Collection entries:
——————————

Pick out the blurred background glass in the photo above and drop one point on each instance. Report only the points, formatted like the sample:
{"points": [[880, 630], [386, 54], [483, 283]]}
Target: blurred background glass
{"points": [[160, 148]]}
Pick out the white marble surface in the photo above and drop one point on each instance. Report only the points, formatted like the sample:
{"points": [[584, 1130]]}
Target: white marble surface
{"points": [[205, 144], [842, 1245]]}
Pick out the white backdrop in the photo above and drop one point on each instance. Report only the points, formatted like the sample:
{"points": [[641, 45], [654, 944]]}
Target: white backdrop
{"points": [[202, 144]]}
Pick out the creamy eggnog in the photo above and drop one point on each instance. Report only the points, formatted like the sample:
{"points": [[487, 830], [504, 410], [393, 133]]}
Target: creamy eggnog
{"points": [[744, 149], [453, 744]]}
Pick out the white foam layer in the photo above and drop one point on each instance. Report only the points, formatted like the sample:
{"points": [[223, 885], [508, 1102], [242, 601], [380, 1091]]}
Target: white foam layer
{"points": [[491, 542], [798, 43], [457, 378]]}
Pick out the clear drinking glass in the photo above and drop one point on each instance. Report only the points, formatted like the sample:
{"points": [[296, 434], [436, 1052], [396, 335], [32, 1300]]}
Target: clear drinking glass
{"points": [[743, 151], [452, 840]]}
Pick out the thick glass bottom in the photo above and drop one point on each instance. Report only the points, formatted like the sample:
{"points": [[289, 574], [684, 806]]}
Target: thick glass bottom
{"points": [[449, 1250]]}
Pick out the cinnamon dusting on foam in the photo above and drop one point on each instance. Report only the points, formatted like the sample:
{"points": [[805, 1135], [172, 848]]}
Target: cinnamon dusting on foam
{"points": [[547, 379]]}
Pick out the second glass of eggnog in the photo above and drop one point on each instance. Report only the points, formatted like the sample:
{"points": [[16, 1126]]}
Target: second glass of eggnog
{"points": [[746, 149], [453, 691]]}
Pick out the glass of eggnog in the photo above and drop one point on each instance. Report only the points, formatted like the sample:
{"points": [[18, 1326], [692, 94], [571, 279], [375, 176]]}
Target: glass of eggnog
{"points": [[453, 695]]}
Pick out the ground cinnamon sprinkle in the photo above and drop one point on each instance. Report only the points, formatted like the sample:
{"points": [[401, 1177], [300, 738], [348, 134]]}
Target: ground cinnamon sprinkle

——————————

> **EXERCISE BRIEF**: The word "sprinkle" appears in some lines above. Return every one of those lines.

> **WORKED SOLUTION**:
Pick out the ground cinnamon sprinkle in the photo above and drop one point on each instance. Report only the points, formatted like the sample:
Target: ground cinnamon sprinkle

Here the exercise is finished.